◆ TASK DESCRIPTION
Give back exactly the lines of the material below that start at the line containing "box: [94, 114, 131, 165]" and end at the line containing "positive clicks: (125, 142)", and no others.

◆ INPUT
○ ○ ○ ○

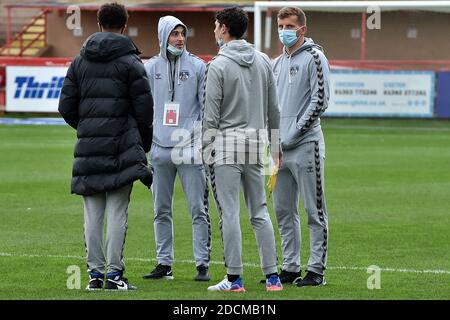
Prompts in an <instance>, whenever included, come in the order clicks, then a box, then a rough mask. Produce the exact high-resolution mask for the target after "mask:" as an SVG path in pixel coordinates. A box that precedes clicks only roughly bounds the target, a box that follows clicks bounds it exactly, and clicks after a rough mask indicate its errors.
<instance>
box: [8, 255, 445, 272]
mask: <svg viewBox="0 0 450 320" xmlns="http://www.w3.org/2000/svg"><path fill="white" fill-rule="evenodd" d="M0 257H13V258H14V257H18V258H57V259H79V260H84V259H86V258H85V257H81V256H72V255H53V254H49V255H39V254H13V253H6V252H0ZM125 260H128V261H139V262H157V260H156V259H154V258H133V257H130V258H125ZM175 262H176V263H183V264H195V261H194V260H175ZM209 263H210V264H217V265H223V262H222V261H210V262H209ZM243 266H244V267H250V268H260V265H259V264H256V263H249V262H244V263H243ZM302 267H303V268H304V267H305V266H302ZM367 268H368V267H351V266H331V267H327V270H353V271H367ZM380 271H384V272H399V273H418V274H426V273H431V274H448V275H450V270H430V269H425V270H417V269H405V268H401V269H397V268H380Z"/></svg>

○ ○ ○ ○

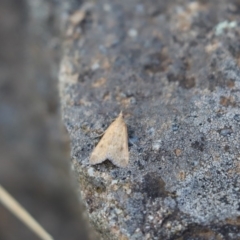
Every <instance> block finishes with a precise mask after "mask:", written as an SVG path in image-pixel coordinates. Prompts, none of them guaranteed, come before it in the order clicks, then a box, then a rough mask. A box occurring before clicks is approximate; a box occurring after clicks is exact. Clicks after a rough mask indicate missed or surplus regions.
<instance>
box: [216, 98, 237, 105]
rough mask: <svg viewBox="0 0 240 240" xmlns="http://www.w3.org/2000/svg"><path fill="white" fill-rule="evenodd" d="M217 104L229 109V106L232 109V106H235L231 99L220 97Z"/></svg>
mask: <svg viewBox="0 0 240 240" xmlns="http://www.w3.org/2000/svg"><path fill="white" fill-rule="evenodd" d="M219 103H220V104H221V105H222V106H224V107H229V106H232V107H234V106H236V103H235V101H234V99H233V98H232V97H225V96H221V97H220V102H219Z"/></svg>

○ ○ ○ ○

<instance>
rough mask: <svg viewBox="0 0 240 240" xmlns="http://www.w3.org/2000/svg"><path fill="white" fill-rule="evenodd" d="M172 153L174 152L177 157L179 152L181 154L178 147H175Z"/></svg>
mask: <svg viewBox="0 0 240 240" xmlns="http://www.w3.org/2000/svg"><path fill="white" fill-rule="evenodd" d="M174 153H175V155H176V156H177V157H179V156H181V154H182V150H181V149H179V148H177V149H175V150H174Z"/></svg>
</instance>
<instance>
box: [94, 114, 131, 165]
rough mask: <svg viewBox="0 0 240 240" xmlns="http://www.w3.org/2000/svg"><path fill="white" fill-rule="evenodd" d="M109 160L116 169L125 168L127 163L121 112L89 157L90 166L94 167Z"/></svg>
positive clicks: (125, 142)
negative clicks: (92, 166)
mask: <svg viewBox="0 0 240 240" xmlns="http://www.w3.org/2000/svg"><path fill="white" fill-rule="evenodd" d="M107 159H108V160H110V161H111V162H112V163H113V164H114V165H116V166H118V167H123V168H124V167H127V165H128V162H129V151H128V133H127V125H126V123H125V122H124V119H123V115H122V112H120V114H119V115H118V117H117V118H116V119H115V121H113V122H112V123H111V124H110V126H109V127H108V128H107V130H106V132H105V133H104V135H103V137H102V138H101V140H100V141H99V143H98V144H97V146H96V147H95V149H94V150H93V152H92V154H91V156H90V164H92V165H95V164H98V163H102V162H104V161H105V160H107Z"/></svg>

○ ○ ○ ○

◆ EXERCISE ANSWER
box: [94, 114, 131, 165]
rough mask: <svg viewBox="0 0 240 240" xmlns="http://www.w3.org/2000/svg"><path fill="white" fill-rule="evenodd" d="M109 160L116 169L125 168L127 163L121 112L89 157L90 166L94 167Z"/></svg>
positive clicks: (125, 142)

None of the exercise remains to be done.